- **Exercise objective**: Where a line of the records holds the string "below", copy that line.

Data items
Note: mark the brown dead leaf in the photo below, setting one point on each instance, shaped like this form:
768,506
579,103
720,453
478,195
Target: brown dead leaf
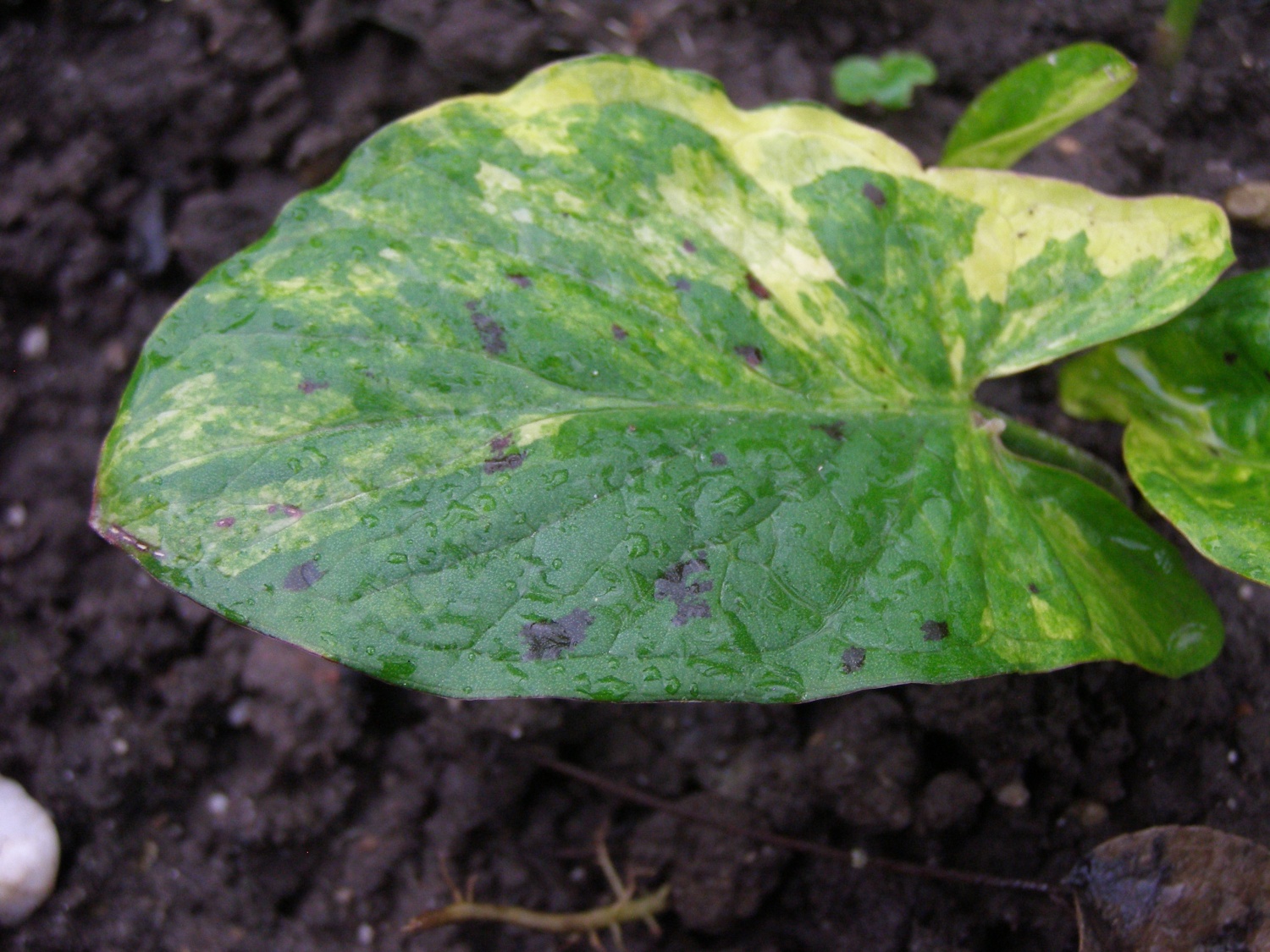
1173,889
1249,203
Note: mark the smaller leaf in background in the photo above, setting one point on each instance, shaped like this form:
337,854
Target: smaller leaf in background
886,81
1173,32
1034,103
1173,889
1195,395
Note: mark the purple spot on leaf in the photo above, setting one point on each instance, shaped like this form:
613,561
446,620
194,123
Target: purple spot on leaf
675,586
546,640
833,431
490,332
935,631
853,660
500,464
302,576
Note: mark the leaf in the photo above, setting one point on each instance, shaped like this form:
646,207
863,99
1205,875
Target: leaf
602,388
1195,395
1034,103
886,81
1173,889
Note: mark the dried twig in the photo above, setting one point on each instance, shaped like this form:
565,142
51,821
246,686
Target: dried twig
627,908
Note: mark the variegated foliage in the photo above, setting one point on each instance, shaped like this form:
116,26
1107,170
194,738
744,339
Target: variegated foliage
1196,398
606,388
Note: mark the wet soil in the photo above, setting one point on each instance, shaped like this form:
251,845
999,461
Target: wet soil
218,790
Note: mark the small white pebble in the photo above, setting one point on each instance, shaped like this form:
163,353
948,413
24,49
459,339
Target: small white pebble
218,805
15,515
30,853
1013,795
33,344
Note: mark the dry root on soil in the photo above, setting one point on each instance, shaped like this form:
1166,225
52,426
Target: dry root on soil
627,906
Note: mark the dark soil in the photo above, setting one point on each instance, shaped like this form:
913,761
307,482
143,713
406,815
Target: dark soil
218,790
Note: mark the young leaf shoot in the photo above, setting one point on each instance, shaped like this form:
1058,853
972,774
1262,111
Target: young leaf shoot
604,388
1195,395
888,81
1173,30
1034,103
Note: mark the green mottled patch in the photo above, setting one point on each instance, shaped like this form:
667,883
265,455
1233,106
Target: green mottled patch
886,81
1035,102
606,388
1195,395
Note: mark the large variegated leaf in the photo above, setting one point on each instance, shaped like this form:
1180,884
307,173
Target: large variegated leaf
1196,398
606,388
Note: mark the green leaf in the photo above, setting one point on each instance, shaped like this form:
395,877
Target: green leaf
1034,103
1195,395
606,388
886,81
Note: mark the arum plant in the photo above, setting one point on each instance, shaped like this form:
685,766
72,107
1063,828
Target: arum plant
1195,395
604,388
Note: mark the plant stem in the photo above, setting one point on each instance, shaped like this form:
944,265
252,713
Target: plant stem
855,858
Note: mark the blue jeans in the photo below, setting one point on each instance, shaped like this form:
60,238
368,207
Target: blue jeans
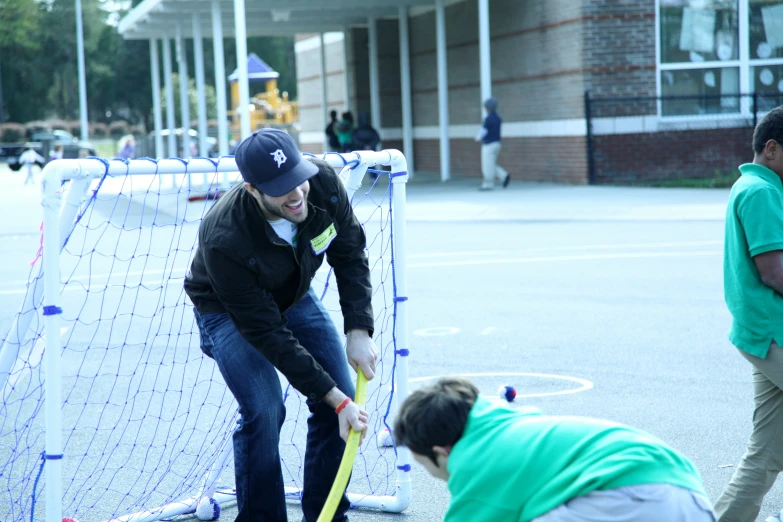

- **Answer for the task**:
Note: mark the brown dead leaf in the photo below, setting one point on each instance, shaped like this form:
Note: mark the blue jeans in the photo below, setting one point on each instance, shaped like this form:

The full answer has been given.